_Task requirements_:
1 – Decide whether each statement below agrees with the stock split text, answering yes or no and quoting the words from the text that settle it. (a) A forward stock split is issued by the board of directors of a public company. (b) In a 4-for-1 split of a $50 stock, the price drops to $25. (c) A high stock price may lower the volume of shares traded.
2 – Summarize the stock split text in two sentences.
3 – List every distinct dollar amount that appears in the stock split text.

_Text excerpt_:
What is a Stock Split?

Have you ever wanted to purchase shares of a company, but you were deterred because you thought the price was too high? Then seemingly out of the blue, the stock price is cut in half allowing you to buy the shares at a better level.

In many instances, the reduction in the stock price occurs because of a stock split. The action of increasing the number of shares that are outstanding and simultaneously reducing the stock price is called a stock split.

A forward stock split is issued by the board of directors of a public company. The board of directors could double the number of shares outstand and halve the price of the stock.

They could also increase the number of shares by a greater number which would decrease the stock price by to same ratio.

For example:

  • A 2-for-1 stock split, with 10 million shares outstanding and a stock price of $50, would increase the number of shares issued to 20 million, and the stock price would drop to $25.
  • A 4-for-1 stock split, with 10-million shares outstanding and a stock price of $50, would increase the number of shares issued to 40 million, and the stock price would drop to $12.5.

Why Would a Company Split Its Share Price?

There are several reasons why a company could benefit from a stock split. The perception that the price of a stock is too high, might deter some retail investors from purchasing shares.

To avoid scaring off some investors, a company can split its stock which would bring down their share price putting the shares in a range that will attract investors.

Additionally, a stock price that is elevated may reduce the volume of the shares that are traded. This reduces the liquidity of the shares.

By expanding the number of shares that are outstanding and lowering the price a company can aid the liquidity of the shares.

The underlying reason for the split is to add to trading volume because the price of the stock is lowered to a trading price that is deemed more comfortable by most investors.

Human psychology dictates that investors believe that the price of a stock at $100 is more expensive than the price of a stock when it is at $10.

Investors are more comfortable in general purchasing 100 shares at $10 per share then purchasing 10 shares at $100 per share. Many investors also believe there is more upside to a stock when the price is lower.

Some think there is a better chance that the price of a stock at $10 will double to $20 then a stock price that is at $100 doubling to $200.

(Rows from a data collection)
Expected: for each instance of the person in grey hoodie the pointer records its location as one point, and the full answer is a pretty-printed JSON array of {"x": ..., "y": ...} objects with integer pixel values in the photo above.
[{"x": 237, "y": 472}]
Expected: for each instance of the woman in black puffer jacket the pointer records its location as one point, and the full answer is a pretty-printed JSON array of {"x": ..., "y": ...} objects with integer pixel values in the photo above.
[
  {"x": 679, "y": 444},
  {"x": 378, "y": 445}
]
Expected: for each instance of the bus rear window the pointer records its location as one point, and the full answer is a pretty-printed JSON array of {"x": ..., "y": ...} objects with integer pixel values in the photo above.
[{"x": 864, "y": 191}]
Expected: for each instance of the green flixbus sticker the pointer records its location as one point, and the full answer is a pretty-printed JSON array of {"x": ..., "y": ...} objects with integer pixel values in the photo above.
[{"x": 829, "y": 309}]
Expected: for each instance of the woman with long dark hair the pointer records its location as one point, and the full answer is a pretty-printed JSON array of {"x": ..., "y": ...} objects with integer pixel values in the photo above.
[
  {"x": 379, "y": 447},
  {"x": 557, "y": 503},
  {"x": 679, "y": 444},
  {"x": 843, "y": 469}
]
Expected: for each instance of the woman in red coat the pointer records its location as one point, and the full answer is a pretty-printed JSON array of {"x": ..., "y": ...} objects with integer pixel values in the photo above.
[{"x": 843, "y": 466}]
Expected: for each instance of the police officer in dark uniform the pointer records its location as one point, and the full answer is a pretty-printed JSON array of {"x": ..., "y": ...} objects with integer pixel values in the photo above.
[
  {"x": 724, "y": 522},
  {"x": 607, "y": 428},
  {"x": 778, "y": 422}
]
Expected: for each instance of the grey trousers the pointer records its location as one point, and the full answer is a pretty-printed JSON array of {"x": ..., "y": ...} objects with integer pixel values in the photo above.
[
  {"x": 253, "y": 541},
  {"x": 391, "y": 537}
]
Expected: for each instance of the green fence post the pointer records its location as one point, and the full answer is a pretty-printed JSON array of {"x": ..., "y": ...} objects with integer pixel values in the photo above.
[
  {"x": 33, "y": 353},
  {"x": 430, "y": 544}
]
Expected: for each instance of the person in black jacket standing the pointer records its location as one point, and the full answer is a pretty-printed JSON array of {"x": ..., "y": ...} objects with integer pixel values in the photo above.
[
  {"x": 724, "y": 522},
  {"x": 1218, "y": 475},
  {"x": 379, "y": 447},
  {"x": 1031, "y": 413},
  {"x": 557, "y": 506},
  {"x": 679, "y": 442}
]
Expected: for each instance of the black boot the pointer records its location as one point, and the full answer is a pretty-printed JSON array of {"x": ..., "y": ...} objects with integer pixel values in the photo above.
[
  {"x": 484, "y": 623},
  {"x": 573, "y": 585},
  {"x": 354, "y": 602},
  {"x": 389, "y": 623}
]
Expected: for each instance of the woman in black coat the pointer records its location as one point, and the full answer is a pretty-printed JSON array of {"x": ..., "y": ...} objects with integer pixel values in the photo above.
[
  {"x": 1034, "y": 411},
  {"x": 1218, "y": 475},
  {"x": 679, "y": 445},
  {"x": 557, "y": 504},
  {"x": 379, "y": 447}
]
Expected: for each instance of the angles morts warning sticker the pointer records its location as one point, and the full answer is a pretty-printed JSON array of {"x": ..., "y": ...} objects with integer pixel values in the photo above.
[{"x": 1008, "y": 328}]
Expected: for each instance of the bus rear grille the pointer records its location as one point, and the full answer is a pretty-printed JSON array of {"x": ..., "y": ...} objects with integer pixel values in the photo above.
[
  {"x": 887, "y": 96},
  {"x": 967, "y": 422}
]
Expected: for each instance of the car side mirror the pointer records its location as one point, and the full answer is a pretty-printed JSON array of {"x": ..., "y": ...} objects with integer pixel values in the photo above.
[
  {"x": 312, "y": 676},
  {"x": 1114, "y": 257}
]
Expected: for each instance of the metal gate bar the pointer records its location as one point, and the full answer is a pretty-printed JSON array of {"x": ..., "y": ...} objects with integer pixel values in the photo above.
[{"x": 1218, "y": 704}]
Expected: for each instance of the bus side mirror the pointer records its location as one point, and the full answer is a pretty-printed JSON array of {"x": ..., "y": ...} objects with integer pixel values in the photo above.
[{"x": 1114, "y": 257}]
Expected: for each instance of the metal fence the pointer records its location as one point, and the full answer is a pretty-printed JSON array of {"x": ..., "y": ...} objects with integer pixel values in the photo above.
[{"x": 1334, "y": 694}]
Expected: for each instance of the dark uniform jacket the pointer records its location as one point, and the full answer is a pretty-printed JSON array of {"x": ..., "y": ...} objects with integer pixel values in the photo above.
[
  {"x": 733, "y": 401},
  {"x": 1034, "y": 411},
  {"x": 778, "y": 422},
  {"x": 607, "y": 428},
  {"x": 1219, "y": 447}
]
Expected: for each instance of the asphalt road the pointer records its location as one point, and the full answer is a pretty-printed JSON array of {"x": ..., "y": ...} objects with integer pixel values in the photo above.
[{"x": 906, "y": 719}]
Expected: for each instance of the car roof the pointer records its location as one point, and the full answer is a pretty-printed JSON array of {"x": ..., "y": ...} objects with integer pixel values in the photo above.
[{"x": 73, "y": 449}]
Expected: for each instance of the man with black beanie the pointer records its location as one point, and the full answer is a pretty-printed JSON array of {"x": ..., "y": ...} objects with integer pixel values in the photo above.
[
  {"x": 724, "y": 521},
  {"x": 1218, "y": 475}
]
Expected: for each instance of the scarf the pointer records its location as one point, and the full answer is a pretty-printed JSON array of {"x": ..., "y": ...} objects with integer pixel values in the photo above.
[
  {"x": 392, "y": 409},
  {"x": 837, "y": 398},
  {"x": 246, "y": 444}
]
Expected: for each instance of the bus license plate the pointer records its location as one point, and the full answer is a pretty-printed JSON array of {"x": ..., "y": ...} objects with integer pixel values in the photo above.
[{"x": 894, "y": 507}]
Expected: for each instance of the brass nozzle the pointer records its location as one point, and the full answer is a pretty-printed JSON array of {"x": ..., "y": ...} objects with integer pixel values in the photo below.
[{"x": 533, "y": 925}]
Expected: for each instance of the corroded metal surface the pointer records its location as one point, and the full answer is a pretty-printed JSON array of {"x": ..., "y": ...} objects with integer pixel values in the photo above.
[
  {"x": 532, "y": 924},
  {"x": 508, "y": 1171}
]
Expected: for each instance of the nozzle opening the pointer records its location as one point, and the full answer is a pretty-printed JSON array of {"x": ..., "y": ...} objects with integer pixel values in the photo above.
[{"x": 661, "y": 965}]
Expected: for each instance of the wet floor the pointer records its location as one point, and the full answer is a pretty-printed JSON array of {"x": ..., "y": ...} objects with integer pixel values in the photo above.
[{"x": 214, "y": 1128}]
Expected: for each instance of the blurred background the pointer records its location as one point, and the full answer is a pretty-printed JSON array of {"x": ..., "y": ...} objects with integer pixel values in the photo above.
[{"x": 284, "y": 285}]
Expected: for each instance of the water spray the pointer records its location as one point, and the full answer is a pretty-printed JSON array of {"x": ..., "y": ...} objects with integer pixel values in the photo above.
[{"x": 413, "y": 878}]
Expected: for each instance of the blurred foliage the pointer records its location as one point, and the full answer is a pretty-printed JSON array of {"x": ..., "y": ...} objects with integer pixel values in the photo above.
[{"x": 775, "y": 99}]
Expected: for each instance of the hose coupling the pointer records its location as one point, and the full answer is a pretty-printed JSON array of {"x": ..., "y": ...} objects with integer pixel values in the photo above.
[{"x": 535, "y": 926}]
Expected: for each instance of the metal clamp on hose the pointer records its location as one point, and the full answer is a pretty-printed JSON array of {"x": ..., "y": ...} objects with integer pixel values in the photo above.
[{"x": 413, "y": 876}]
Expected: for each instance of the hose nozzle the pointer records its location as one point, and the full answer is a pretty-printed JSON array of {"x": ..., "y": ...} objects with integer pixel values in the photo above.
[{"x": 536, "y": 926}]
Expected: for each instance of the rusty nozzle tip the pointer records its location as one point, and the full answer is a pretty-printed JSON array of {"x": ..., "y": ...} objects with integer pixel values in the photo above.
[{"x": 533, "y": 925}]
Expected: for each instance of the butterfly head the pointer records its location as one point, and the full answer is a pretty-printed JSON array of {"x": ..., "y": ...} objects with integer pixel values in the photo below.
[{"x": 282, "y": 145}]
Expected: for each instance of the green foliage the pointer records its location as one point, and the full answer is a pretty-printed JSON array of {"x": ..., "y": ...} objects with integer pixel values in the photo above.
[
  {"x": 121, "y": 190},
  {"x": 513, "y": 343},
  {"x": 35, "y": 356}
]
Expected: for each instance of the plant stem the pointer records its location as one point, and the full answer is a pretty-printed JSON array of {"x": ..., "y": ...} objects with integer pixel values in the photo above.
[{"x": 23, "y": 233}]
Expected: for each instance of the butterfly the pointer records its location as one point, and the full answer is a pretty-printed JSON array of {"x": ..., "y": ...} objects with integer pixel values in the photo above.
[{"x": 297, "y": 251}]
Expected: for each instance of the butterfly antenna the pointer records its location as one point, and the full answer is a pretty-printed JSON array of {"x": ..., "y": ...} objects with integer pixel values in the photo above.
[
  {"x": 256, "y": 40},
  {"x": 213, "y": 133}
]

_Outputs by task_:
1 –
(a) Yes: "A forward stock split is issued by the board of directors of a public company."
(b) No: "the stock price would drop to $12.5."
(c) Yes: "a stock price that is elevated may reduce the volume of the shares that are traded."

2 – A stock split increases the number of outstanding shares while reducing the stock price by the same ratio, and a forward split is issued by a public company's board of directors. Companies split their stock to bring the share price into a range that attracts investors who see a high price as too expensive, and to increase trading volume and the liquidity of the shares.

3 – $50, $25, $12.5, $100, $10, $20, $200